Natural-language object grounding data:
= = = =

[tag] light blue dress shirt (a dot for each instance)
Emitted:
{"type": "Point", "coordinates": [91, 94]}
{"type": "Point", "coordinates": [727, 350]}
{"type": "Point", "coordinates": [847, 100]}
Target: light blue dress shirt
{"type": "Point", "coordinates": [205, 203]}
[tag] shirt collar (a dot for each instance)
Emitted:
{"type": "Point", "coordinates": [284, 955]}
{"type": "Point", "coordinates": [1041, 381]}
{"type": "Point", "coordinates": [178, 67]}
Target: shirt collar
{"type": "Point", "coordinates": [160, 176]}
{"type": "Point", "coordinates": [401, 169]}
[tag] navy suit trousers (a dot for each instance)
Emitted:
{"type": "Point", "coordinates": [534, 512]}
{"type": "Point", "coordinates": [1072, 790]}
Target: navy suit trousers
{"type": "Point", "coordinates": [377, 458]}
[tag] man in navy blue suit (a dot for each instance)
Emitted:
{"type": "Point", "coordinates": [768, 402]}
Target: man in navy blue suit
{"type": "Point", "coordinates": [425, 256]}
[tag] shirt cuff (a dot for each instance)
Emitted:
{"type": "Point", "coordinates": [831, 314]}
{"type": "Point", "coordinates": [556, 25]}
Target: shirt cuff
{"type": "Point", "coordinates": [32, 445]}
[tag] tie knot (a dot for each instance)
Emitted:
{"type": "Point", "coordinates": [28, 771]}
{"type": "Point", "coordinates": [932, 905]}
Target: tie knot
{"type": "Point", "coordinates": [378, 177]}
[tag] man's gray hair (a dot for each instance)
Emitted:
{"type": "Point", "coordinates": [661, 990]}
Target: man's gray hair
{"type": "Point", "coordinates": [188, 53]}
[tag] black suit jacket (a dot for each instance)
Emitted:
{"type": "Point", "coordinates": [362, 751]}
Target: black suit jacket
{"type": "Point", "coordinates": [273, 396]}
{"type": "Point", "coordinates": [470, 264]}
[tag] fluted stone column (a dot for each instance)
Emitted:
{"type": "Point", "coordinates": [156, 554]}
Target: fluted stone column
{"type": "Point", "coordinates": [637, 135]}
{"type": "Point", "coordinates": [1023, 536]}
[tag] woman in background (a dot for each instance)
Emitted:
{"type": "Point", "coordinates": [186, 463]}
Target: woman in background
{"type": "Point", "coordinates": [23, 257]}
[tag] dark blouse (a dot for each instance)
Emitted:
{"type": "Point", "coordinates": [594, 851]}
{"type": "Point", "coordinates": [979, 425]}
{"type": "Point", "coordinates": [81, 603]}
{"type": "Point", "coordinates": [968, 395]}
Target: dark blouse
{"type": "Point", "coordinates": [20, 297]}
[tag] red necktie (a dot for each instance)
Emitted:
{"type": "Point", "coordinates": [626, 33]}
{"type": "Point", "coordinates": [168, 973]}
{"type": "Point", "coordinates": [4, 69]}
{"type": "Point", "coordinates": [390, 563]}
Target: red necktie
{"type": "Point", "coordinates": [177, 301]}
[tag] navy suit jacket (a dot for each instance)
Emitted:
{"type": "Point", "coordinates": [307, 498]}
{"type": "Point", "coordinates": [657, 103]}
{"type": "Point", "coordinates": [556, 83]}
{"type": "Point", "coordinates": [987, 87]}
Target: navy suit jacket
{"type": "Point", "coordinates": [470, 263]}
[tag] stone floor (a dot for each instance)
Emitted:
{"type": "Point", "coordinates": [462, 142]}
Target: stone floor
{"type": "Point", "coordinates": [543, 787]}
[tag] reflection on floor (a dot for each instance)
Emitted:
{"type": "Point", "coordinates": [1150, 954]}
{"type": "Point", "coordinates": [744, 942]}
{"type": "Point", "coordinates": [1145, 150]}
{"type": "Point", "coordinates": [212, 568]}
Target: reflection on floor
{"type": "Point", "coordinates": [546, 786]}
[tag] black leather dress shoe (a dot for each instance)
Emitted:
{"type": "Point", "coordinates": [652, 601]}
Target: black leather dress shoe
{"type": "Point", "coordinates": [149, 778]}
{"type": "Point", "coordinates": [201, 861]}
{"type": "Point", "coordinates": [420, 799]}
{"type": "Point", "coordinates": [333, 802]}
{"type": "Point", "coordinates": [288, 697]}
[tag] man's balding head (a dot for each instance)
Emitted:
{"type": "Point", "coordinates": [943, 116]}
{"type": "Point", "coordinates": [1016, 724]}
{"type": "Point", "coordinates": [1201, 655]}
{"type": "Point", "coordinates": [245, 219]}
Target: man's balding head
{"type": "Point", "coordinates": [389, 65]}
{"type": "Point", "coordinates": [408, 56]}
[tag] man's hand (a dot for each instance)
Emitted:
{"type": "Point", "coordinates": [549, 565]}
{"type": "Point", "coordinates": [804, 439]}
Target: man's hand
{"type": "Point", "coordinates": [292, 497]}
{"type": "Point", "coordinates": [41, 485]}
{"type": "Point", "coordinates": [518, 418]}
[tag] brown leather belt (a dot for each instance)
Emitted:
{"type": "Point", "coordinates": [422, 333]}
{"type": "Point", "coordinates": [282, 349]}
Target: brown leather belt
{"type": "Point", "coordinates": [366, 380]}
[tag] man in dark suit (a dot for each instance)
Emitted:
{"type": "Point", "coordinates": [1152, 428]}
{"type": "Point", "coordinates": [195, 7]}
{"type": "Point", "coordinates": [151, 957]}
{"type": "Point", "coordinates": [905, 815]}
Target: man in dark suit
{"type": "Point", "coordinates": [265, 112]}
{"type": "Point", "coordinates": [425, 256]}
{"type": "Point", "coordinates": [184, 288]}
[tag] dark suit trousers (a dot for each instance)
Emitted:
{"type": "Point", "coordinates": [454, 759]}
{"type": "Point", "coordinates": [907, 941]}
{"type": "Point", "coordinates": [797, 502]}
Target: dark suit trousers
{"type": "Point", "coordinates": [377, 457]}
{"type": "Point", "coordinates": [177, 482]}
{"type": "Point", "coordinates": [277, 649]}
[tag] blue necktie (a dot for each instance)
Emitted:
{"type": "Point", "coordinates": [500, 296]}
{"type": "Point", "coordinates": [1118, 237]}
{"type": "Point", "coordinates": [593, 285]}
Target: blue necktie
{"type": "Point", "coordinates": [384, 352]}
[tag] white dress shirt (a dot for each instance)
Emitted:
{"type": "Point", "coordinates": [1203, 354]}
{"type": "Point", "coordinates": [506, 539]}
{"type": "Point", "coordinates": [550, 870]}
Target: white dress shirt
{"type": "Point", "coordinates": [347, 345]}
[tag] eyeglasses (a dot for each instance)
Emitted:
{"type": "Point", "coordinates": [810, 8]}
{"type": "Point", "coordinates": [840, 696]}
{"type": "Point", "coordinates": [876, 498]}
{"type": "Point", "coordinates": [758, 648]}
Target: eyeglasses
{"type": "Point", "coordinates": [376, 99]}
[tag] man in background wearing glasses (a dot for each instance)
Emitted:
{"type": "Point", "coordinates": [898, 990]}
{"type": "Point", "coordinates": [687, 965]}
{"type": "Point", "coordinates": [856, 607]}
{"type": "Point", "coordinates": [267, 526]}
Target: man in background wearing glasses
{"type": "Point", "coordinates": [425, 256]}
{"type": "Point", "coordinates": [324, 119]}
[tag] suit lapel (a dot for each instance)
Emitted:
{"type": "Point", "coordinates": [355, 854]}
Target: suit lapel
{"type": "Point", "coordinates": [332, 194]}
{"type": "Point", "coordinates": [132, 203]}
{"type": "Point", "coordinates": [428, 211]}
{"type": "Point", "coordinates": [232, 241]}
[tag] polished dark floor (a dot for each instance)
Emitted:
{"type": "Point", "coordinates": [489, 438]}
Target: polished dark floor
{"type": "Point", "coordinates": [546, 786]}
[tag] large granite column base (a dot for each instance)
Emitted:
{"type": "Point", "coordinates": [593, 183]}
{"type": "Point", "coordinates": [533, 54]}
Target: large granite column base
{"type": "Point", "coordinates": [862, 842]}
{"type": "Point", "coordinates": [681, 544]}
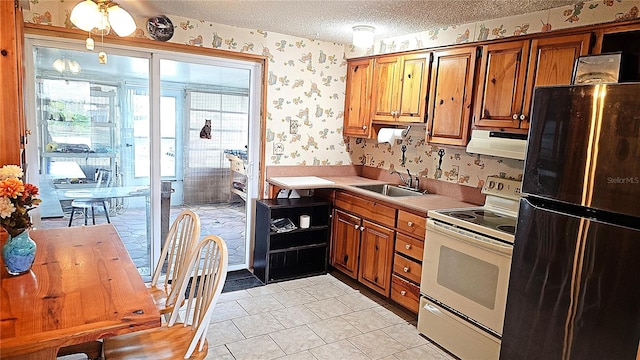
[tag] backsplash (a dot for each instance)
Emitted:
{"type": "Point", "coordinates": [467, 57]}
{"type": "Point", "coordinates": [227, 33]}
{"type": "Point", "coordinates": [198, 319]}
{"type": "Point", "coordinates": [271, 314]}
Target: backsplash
{"type": "Point", "coordinates": [442, 163]}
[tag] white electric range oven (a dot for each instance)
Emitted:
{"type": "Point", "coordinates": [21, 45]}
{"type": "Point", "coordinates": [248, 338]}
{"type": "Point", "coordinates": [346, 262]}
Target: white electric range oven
{"type": "Point", "coordinates": [465, 272]}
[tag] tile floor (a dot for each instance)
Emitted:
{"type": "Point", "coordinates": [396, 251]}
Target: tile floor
{"type": "Point", "coordinates": [314, 318]}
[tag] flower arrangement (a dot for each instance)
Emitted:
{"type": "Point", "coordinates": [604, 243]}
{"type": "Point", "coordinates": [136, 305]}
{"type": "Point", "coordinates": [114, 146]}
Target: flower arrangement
{"type": "Point", "coordinates": [16, 200]}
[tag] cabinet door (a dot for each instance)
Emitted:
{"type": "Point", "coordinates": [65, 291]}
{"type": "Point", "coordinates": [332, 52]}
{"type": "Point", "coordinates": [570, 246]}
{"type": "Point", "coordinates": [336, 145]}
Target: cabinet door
{"type": "Point", "coordinates": [345, 243]}
{"type": "Point", "coordinates": [500, 87]}
{"type": "Point", "coordinates": [357, 116]}
{"type": "Point", "coordinates": [551, 63]}
{"type": "Point", "coordinates": [449, 113]}
{"type": "Point", "coordinates": [385, 88]}
{"type": "Point", "coordinates": [413, 88]}
{"type": "Point", "coordinates": [376, 253]}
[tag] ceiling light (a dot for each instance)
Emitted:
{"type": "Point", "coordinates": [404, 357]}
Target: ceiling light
{"type": "Point", "coordinates": [363, 36]}
{"type": "Point", "coordinates": [65, 65]}
{"type": "Point", "coordinates": [100, 17]}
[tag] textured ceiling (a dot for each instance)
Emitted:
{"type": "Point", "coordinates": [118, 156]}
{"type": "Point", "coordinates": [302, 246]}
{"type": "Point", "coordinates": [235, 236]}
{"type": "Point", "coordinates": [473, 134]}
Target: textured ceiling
{"type": "Point", "coordinates": [332, 20]}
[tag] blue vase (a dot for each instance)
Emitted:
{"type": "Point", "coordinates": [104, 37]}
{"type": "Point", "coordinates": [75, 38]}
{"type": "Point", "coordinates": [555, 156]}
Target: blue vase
{"type": "Point", "coordinates": [18, 253]}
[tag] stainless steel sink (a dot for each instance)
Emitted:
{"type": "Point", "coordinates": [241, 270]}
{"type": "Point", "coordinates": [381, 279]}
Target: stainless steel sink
{"type": "Point", "coordinates": [390, 190]}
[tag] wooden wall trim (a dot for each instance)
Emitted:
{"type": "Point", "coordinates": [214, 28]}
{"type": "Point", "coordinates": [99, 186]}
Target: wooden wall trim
{"type": "Point", "coordinates": [11, 116]}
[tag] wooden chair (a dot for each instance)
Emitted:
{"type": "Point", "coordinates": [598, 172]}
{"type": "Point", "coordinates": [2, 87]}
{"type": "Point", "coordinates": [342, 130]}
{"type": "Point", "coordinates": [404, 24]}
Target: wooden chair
{"type": "Point", "coordinates": [103, 179]}
{"type": "Point", "coordinates": [181, 238]}
{"type": "Point", "coordinates": [206, 273]}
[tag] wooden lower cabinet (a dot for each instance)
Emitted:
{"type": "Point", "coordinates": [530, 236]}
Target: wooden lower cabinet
{"type": "Point", "coordinates": [345, 242]}
{"type": "Point", "coordinates": [376, 255]}
{"type": "Point", "coordinates": [360, 247]}
{"type": "Point", "coordinates": [407, 262]}
{"type": "Point", "coordinates": [380, 246]}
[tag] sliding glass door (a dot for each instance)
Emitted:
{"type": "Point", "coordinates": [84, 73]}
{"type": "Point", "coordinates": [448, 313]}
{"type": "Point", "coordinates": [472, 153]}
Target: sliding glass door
{"type": "Point", "coordinates": [151, 134]}
{"type": "Point", "coordinates": [89, 150]}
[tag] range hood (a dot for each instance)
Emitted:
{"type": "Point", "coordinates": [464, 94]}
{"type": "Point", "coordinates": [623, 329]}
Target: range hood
{"type": "Point", "coordinates": [495, 143]}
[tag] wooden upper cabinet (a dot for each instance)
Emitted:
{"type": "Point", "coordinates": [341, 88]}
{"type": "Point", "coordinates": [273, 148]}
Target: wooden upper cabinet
{"type": "Point", "coordinates": [551, 63]}
{"type": "Point", "coordinates": [500, 85]}
{"type": "Point", "coordinates": [449, 112]}
{"type": "Point", "coordinates": [357, 116]}
{"type": "Point", "coordinates": [385, 88]}
{"type": "Point", "coordinates": [510, 70]}
{"type": "Point", "coordinates": [400, 88]}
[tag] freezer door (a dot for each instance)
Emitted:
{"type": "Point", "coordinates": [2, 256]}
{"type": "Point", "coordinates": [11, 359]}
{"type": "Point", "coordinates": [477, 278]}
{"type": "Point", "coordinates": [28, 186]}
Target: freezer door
{"type": "Point", "coordinates": [584, 146]}
{"type": "Point", "coordinates": [574, 290]}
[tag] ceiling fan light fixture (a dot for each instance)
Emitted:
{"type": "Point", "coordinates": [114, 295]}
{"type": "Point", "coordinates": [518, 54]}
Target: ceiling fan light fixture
{"type": "Point", "coordinates": [363, 36]}
{"type": "Point", "coordinates": [85, 15]}
{"type": "Point", "coordinates": [100, 16]}
{"type": "Point", "coordinates": [121, 21]}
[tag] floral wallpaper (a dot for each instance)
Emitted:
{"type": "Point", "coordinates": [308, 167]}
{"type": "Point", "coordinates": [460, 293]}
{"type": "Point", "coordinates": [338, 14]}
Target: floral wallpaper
{"type": "Point", "coordinates": [306, 85]}
{"type": "Point", "coordinates": [442, 163]}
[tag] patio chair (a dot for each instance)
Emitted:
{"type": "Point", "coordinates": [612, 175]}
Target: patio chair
{"type": "Point", "coordinates": [205, 274]}
{"type": "Point", "coordinates": [103, 180]}
{"type": "Point", "coordinates": [181, 238]}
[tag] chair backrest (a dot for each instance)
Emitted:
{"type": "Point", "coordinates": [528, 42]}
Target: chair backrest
{"type": "Point", "coordinates": [102, 178]}
{"type": "Point", "coordinates": [206, 272]}
{"type": "Point", "coordinates": [181, 238]}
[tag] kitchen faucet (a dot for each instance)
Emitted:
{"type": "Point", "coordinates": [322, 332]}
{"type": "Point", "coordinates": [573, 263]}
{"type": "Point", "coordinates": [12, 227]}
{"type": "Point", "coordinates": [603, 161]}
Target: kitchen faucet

= = = =

Lines above with "kitchen" in them are the ones to copy.

[tag] kitchen faucet (a dot for each instance)
Target: kitchen faucet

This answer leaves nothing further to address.